# Start of SOURCE PASSAGE

Gentle Intro to CUDA
Terminology
- Block: A (software-level) grouping of threads. Threads in the same block can corporate, share data using shared memory (which is local to that block), and synchronize with __syncthreads()
- Warp: A (hardware-level) group of (32) GPU threads created by the hardware from our blocks. All threads in a warp can only execute the same instructions (SIMT)
- Grid: A collection of blocks. Blocks don’t cooperate directly - they can’t share memory or synchronize with each other. Each block runs the same kernel code independently
- GPUs have a maximum threads-per-block limit (limited by hardware). Grid size (no of blocks we can fit in a grid) is limited too, but extremely large
Key Ideas
Typical CUDA program
- CPU allocates memory on the GPU via
cudaMalloc() - CPU copies data to GPU via functions like
cudaMemcpy() - CPU launches kernel on GPU via
<<grid, block>>syntax - CPU copies result from GPU back to CPU via
cudaMemcpy()
When we launch a CUDA kernel, we create a grid. A grid is a collection of blocks. Each block contains many threads and runs on one SM. Multiple blocks may run on the same SM concurrently.
Each CUDA block is broken into warps of 32 threads. All 32 threads in a warp share the same program counter, and they execute the same instruction at the same time. However, they each operate on different registers and memory.
SM doesn't run threads one-by-one - it schedules execution at the warp level. Each SM maintains many resident warps (commonly 32-64 or more), and its warp scheduler selects the warps to be executed by the SM in the current cycle.
A warp scheduler doesn’t run threads. It issues the warp’s next instructions to the SM’s execution units. If an SM has 4 warp schedulers, it can issue up to 4 instructions per cycle (one per scheduler)
NVIDIA GPUs hide latency by keeping many warps ready to run. If one warp stalls, the SM instantly switches to a different ready warp with zero overhead.
In a kernel, we use thread indices to divide the work.
Memory Hierarchy

CUDA provides several types of memory, each with different speeds & uses
- Global Memory: The main memory of the GPU, visible to any kernel (i.e. accessible by all threads across all blocks across all kernels), as well as the CPU
- Slowest but largest in size. Used for data shared across all threads (e.g. Arrays, large datasets)
- Shared Memory: Memory shared by all threads in the same block.

# End of SOURCE PASSAGE
# Start of EXTRACTED INFORMATION

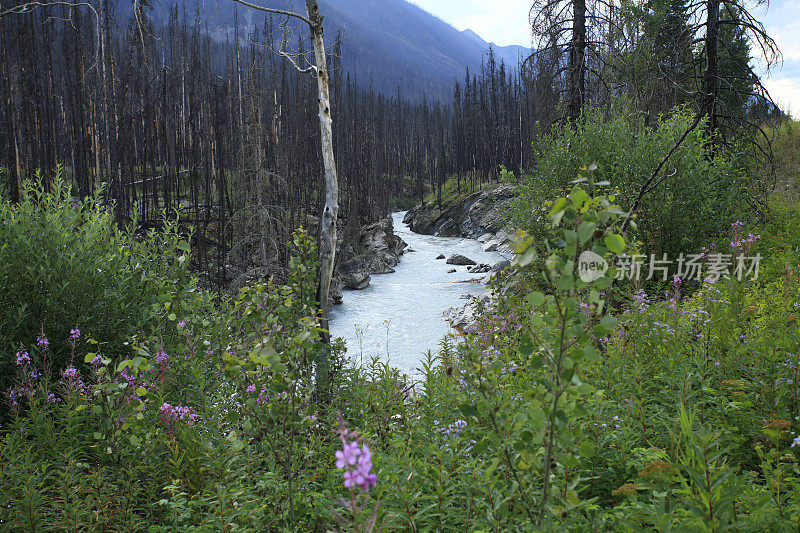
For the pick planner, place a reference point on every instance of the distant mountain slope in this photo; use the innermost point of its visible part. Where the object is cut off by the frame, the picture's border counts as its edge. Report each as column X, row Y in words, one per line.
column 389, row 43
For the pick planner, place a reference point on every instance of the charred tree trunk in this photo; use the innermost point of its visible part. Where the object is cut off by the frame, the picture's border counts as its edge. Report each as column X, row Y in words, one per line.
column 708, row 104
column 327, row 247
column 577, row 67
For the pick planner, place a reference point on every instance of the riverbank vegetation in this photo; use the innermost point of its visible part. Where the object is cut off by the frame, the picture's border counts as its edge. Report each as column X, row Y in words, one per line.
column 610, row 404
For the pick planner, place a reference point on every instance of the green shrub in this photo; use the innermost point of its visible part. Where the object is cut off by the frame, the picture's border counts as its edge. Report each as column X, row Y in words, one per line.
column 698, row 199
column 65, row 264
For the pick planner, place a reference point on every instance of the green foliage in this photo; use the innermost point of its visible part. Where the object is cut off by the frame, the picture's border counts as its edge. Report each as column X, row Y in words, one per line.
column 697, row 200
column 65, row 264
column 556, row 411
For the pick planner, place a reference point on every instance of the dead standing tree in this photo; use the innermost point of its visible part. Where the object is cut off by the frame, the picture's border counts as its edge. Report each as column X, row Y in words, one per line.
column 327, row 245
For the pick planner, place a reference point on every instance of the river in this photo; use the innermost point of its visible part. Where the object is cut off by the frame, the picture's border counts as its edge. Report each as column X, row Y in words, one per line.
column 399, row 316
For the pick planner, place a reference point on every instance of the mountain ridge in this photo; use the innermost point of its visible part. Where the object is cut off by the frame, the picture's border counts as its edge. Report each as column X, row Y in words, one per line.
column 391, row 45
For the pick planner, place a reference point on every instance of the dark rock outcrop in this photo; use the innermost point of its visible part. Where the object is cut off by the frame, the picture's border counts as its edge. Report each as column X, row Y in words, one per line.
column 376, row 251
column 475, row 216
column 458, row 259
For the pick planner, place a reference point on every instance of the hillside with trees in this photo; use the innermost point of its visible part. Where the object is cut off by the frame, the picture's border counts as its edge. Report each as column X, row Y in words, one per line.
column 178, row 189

# End of EXTRACTED INFORMATION
# Start of EXTRACTED INFORMATION

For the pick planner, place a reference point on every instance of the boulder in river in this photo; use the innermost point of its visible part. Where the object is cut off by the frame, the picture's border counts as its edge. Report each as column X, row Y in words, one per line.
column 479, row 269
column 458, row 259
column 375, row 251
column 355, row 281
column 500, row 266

# End of EXTRACTED INFORMATION

SET TASKS =
**a)** Based on the CUDA introduction, decide whether each statement agrees with it: (i) each warp is made up of 32 threads; (ii) blocks in the same grid can share memory with one another; (iii) global memory is the fastest kind of GPU memory. For each, answer yes or no and quote the words of the text that decide it.
**b)** Write out everything in the CUDA introduction from "A warp scheduler" down to "the same block.", copying it exactly.

RESULTS FOR EACH TASK =
**a)**
(i) Yes: "Each CUDA block is broken into warps of 32 threads."
(ii) No: "Blocks don’t cooperate directly - they can’t share memory or synchronize with each other."
(iii) No: "Slowest but largest in size."

**b)**
A warp scheduler doesn’t run threads. It issues the warp’s next instructions to the SM’s execution units. If an SM has 4 warp schedulers, it can issue up to 4 instructions per cycle (one per scheduler)
NVIDIA GPUs hide latency by keeping many warps ready to run. If one warp stalls, the SM instantly switches to a different ready warp with zero overhead.
In a kernel, we use thread indices to divide the work.
Memory Hierarchy

CUDA provides several types of memory, each with different speeds & uses
- Global Memory: The main memory of the GPU, visible to any kernel (i.e. accessible by all threads across all blocks across all kernels), as well as the CPU
- Slowest but largest in size. Used for data shared across all threads (e.g. Arrays, large datasets)
- Shared Memory: Memory shared by all threads in the same block.